(Records)
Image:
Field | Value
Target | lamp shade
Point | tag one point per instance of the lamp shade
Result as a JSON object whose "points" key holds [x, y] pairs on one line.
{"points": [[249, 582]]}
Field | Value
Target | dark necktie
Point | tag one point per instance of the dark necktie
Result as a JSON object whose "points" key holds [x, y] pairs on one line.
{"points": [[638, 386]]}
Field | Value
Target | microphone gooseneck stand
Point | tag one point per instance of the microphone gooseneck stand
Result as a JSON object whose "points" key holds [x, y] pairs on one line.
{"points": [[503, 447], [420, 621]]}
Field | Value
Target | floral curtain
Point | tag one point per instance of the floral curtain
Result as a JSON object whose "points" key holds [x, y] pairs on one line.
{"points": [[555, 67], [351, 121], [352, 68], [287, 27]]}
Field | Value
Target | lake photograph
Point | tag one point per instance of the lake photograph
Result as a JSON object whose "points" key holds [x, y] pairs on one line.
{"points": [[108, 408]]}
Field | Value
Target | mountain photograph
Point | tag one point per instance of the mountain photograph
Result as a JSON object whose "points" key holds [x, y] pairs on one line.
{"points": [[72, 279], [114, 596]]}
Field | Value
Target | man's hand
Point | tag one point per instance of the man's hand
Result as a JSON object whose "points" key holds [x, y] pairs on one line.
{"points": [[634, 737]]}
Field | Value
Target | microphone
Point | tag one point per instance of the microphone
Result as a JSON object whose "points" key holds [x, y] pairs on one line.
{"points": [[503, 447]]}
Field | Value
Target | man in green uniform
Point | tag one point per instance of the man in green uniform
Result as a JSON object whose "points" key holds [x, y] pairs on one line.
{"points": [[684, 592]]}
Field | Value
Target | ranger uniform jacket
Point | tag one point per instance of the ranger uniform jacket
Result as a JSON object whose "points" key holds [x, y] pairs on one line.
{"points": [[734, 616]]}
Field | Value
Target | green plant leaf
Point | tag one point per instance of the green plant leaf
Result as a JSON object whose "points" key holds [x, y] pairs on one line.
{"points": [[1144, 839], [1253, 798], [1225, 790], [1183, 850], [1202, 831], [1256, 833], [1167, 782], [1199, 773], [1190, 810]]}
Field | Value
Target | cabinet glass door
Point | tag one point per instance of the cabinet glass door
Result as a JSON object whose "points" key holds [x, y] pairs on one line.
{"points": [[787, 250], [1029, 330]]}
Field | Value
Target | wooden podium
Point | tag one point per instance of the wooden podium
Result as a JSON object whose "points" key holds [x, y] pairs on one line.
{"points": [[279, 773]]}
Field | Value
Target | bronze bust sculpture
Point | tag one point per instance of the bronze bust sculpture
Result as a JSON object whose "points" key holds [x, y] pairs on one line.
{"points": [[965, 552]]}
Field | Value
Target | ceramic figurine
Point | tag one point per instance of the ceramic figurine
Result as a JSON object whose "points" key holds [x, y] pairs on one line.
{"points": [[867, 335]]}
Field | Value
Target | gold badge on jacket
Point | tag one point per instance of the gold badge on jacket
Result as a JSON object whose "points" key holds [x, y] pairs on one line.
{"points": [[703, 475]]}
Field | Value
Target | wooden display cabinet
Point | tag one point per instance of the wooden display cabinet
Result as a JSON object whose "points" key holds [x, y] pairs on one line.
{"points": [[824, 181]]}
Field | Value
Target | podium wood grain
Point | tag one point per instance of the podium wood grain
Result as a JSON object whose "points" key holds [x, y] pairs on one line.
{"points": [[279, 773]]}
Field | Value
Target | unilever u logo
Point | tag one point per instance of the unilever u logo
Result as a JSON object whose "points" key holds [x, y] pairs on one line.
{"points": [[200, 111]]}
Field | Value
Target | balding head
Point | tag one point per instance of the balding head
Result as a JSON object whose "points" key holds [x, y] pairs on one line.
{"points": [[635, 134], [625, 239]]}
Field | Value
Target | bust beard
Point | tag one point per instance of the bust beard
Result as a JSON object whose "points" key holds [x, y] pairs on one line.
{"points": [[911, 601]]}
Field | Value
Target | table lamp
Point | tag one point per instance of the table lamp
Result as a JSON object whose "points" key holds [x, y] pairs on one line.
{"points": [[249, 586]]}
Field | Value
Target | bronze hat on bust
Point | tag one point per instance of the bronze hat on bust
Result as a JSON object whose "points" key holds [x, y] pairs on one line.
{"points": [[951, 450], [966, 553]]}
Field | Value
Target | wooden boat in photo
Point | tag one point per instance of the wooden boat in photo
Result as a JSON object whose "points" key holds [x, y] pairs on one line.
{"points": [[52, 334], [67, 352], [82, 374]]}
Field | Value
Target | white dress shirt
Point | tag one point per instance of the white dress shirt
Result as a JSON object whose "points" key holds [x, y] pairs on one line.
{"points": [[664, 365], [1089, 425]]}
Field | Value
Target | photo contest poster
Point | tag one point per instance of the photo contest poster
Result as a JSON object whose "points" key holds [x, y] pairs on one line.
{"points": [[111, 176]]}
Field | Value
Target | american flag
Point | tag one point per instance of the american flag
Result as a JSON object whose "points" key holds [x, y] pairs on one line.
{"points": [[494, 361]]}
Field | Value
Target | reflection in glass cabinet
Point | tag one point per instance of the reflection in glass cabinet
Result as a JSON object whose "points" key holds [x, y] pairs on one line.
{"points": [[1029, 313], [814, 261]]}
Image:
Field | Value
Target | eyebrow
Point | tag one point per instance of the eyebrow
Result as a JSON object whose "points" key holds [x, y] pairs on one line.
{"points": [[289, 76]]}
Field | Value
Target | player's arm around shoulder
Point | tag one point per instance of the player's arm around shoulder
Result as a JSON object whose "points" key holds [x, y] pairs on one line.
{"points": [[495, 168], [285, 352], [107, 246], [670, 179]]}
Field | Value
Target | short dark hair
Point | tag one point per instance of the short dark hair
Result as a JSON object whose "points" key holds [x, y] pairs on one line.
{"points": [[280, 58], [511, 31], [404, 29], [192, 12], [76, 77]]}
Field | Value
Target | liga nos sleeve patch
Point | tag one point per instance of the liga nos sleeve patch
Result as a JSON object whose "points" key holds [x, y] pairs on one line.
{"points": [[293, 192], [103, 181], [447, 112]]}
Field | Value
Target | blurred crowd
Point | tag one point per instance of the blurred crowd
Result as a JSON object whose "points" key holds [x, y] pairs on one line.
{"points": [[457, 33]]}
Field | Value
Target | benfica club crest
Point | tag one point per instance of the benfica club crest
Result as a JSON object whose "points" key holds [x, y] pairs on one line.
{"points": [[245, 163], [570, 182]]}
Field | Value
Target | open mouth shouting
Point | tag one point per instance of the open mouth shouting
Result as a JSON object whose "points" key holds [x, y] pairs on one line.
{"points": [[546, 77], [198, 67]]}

REQUIRED WORK: Your task is to quote the listing above word for word.

REPLY:
Image:
Field | Value
Target | lamp shade
Point | tag one point per instance of the lamp shade
Result as a JSON object whose "points" key holds [x, y] pairs on one line.
{"points": [[249, 582]]}
Field | Value
Target | dark necktie
Point | tag one point per instance of the dark necktie
Result as a JSON object whose "points" key holds [x, y] pairs on one line.
{"points": [[638, 386]]}
Field | Value
Target | microphone gooseneck stand
Point | tag one point per instance of the microphone gooseneck stand
Result as a JSON object whose "points" key holds [x, y] pairs on one line.
{"points": [[503, 447], [420, 621]]}
Field | Value
Target | floral curtain
Point | tag one point per instance of the floral curtain
Result as a JSON object whose "points" key holds [x, y] pairs on one line.
{"points": [[555, 67], [351, 121], [352, 68], [287, 27]]}
Field | Value
Target | lake photograph
Point | tag one point per instance of the lake photograph
Result as a JSON object whose "points" key holds [x, y] pairs on one line.
{"points": [[108, 408]]}
Field | Value
Target | mountain photograph
Point | tag one point per instance of the mountain photograph
Result as a JSON object whose "points" key holds [x, y] pairs on one line.
{"points": [[72, 279], [114, 596]]}
Field | Value
Target | man's hand
Point | tag one point per instance of the man's hand
Result as a JSON object whose "points" key holds [x, y] pairs on one line.
{"points": [[634, 737]]}
Field | Value
Target | microphone
Point | tag one point per instance of the microphone
Result as a JSON object whose "points" key holds [x, y] pairs on one line.
{"points": [[503, 447]]}
Field | Value
Target | man in green uniform
Point | tag one point per instance of the man in green uniform
Result as a JSON object whose "points" key holds [x, y] pairs on one line.
{"points": [[684, 592]]}
Field | Value
Target | ranger uniform jacket
Point | tag one point per instance of the ranger uniform jacket
Result as a JSON object whose "points" key holds [x, y] pairs on one line.
{"points": [[734, 616]]}
Field | Value
Target | green plant leaf
Point | tag one point per instance of the green plant leaf
Result as a JSON object whose "points" key holds [x, y] pairs on one line.
{"points": [[1144, 839], [1253, 798], [1225, 790], [1183, 850], [1202, 831], [1256, 833], [1167, 782], [1199, 773], [1190, 810]]}
Field | Value
Target | cabinet glass door
Point | tag one point per instance of the cabinet glass door
Result as a JSON object whose "points" key holds [x, y] pairs on one line.
{"points": [[787, 250], [1029, 330]]}
Field | Value
Target | wooden podium
Point | tag one point per instance of the wooden podium
Result as a JSON object whose "points" key holds [x, y] pairs on one line.
{"points": [[279, 773]]}
Field | Value
Target | bronze bust sculpture
Point | tag one point per instance of the bronze bust sculpture
Result as a JSON object whose "points" key holds [x, y] pairs on one line.
{"points": [[965, 552]]}
Field | Value
Target | ceramic figurine
Point | tag one point per instance of the ceramic figurine
Result as a JSON object whose "points" key holds [x, y] pairs on one line.
{"points": [[867, 335]]}
Field | Value
Target | gold badge on jacket
Point | tag one point per instance of the gold badge on jacket
Result as a JSON object whose "points" key holds [x, y] pairs on one line.
{"points": [[703, 475]]}
Field | Value
Target | wooden display cabinet
Point | tag one point per instance of the wooden display cabinet
Result as a JSON object whose "points" key holds [x, y] pairs on one line.
{"points": [[824, 181]]}
Field | Value
Target | podium wood grain
Point | tag one point per instance of the podium wood grain
Result as a JSON object whose "points" key holds [x, y] pairs on one line.
{"points": [[279, 773]]}
Field | Value
Target | unilever u logo
Point | tag one point per instance of the unilever u logo
Result as a JSON object whose "points" key holds [x, y] pairs on one line.
{"points": [[200, 111]]}
Field | Value
Target | balding head
Point | tag one point per instance of the balding head
Result as a JSON object whose "points" key holds [x, y] pairs on one line.
{"points": [[635, 134], [625, 239]]}
Field | Value
Target | bust beard
Point | tag one point per instance of the bust beard
Result as a JSON object whose "points" key holds [x, y] pairs on one line.
{"points": [[911, 601]]}
Field | Value
Target | table lamp
Point | tag one point per instance of the table lamp
Result as a JSON object whose "points" key holds [x, y] pairs on one line.
{"points": [[249, 586]]}
Field | Value
Target | bronze hat on bust
Point | tag one point per instance of the bronze hat on bust
Result as a JSON object whose "points" key holds [x, y] pairs on one line.
{"points": [[951, 450], [966, 553]]}
Field | Value
Target | wooden boat in photo
Point | tag one point per instance of the wooden boat in photo
Result as a JSON object whose "points" key holds [x, y] pairs on one line.
{"points": [[52, 334], [67, 352], [82, 374]]}
Field | Value
Target | white dress shirt
Point | tag one point per instance of the white dress shirt
Result as a JSON object whose "points" key holds [x, y] pairs on one line.
{"points": [[664, 365], [1089, 425]]}
Field | Value
Target | photo contest poster
Point | tag one point per instance of the photo contest poster
Result as a JSON object whose "points" key holds [x, y] pairs on one line.
{"points": [[111, 176]]}
Field | Value
Target | american flag
Point | tag one point per instance of the american flag
Result as a JSON object whose "points" key holds [x, y] pairs on one line.
{"points": [[494, 361]]}
Field | Value
Target | reflection in glass cabinet
Point | tag one point per instance of the reflection in glass cabinet
Result as a JSON object whose "points" key holds [x, y] pairs on one line.
{"points": [[1029, 313], [814, 261]]}
Image:
Field | Value
Target | eyebrow
Point | tag one point per instance of the eyebrow
Result as a JSON object whose "points" key holds [x, y] pairs on one line.
{"points": [[289, 76]]}
Field | Value
Target | player's arm around shoulder
Point | tag one point per instance of the player's arm around shoulder
Result as a JSON object whose "points" key holds [x, y] pairs on one line.
{"points": [[495, 168], [285, 352], [107, 246], [670, 179]]}
Field | Value
Target | short dark hair
Point | tag one point per instance of the short dark hair
Result as a JSON object whose "points" key holds [x, y] pairs on one line.
{"points": [[280, 58], [511, 31], [404, 29], [192, 12], [76, 77]]}
Field | Value
Target | liga nos sleeve patch
Point | tag one point per instance of the liga nos sleeve patch
Result as a JSON object whose "points" key holds [x, y] pairs on one line.
{"points": [[293, 192], [103, 181], [447, 112]]}
Field | Value
Target | blurred crowd
Point | tag one point per instance of the blurred crowd
Result as a JSON object whose "points" key holds [x, y] pairs on one line.
{"points": [[457, 33]]}
Field | Value
Target | benfica club crest
Point | tag one point per instance of the benfica club crest
Result as a JSON object whose "points" key holds [x, y] pairs on one line.
{"points": [[245, 163], [570, 182]]}
Field | Value
Target | open mouth shouting
Point | tag one point per instance of the open mouth shouting
Result as a JSON object whose "points" key holds [x, y] pairs on one line.
{"points": [[546, 77], [198, 67]]}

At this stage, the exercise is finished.